▶ _Source excerpt_:
— begin —

The Turkeys Not on Your Plate: They’re Out Back, Climbing the Roof

click to enlarge The Turkeys Not on Your Plate: They’re Out Back, Climbing the Roof
Young Kwak
An estimated 250 wild turkeys call Spokane's South Hill home.

By KIRK JOHNSON
© 2017 New York Times News Service

It turns out that genuine, free-range wild turkeys are increasingly finding their free range to include suburbs from New England to California and lots of spots between. Human-turkey conflicts are on the rise.

A few weeks before Thanksgiving last year, for example, Ashley Kruse noticed that glass from a second-story window of her house in Council Bluffs, Iowa, had shattered onto her driveway. She walked upstairs to find a room covered in blood and turkey feathers. A turkey had smashed its way inside, for reasons only a turkey could say.

“He left a mess, but he was no longer there,” said Kruse, who works for the city. “It was disgusting and hilarious at the same time.”

Starting in the early 1950s, wild turkeys were reintroduced into states where they had fallen on hard times as their habitat shrunk, and newly introduced — often with enthusiastic state participation — into places like the Pacific Northwest, where they had never existed in nature.

— end —

Region annotation entries
— begin —

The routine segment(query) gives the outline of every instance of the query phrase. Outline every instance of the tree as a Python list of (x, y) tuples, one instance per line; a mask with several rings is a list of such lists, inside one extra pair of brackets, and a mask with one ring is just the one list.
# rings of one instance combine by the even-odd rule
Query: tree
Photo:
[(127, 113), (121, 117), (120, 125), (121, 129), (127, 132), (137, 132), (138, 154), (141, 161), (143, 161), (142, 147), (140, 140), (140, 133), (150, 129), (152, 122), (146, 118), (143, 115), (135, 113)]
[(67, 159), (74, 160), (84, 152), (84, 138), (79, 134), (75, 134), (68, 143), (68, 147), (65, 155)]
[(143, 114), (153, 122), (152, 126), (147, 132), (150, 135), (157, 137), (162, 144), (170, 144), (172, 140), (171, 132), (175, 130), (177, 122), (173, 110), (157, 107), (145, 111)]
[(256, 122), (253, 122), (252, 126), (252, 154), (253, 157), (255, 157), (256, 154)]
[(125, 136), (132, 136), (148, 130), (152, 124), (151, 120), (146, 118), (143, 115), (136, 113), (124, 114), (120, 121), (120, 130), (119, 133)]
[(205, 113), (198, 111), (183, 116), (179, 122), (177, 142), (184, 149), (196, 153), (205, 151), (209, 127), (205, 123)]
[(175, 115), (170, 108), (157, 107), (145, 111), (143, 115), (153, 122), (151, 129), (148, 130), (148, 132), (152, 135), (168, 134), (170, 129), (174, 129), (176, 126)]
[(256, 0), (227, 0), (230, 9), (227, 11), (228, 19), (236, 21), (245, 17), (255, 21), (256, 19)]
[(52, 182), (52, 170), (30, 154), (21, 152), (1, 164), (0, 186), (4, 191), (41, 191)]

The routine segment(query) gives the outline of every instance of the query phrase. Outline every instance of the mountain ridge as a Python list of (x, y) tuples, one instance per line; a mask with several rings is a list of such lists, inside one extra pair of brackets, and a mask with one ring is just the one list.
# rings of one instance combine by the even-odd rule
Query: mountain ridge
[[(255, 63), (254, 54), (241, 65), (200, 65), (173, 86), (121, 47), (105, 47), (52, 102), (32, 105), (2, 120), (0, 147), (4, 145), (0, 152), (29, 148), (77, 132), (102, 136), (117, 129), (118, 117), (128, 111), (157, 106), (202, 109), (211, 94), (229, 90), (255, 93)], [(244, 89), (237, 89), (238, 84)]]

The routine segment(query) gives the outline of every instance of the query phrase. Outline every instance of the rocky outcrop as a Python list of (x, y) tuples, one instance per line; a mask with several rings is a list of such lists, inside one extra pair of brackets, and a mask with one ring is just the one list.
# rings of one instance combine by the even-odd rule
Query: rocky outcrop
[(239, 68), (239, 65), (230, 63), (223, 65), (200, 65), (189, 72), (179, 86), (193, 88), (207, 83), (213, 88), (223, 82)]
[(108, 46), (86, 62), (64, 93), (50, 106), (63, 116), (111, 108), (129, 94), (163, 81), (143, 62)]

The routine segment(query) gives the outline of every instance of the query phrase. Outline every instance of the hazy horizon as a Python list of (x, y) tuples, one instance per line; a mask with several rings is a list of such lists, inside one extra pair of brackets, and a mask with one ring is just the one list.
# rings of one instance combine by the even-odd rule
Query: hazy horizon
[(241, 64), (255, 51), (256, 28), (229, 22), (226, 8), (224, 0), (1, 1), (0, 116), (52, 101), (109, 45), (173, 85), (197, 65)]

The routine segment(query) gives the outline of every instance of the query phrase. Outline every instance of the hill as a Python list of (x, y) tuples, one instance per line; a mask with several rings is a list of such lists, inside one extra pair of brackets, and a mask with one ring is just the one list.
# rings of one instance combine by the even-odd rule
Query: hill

— end —

▶ _What to work on_:
1. Answer these questions using the wild turkey article.
(a) About how many wild turkeys live on Spokane's South Hill?
(b) In which city and state is Ashley Kruse's house?
(c) When did the reintroduction of wild turkeys begin?
2. Continue the article on wild turkeys moving into suburbs, picking up after its last sentence.

▶ _Answers by task_:
1.
(a) An estimated 250.
(b) Council Bluffs, Iowa.
(c) In the early 1950s.

2.
Every state but Alaska now has a hunting season on wild turkeys, which have an estimated population of about 6.2 million across the nation, up from about 1.3 million in the mid-1970s.

Wild turkeys, relatively new to the suburbs, do not always know how to behave. Sometimes they climb on the roofs of houses, which, it seems, can freak people out. Other times they descend as a flock to roost on back fences or high in trees, quietly or often not-so-quietly waiting for dinner, or a cue to action, like something from a Hitchcock film.

Texas has the most turkeys in the nation, with an estimated population of half a million, followed by Alabama, Kansas and Wisconsin.

In Boston and its suburbs, where nuisance complaints have soared in recent years, wild birds stumble into the streets in front of cars or relieve themselves in doorways. Others gaze at length at their reflections in storefront windows.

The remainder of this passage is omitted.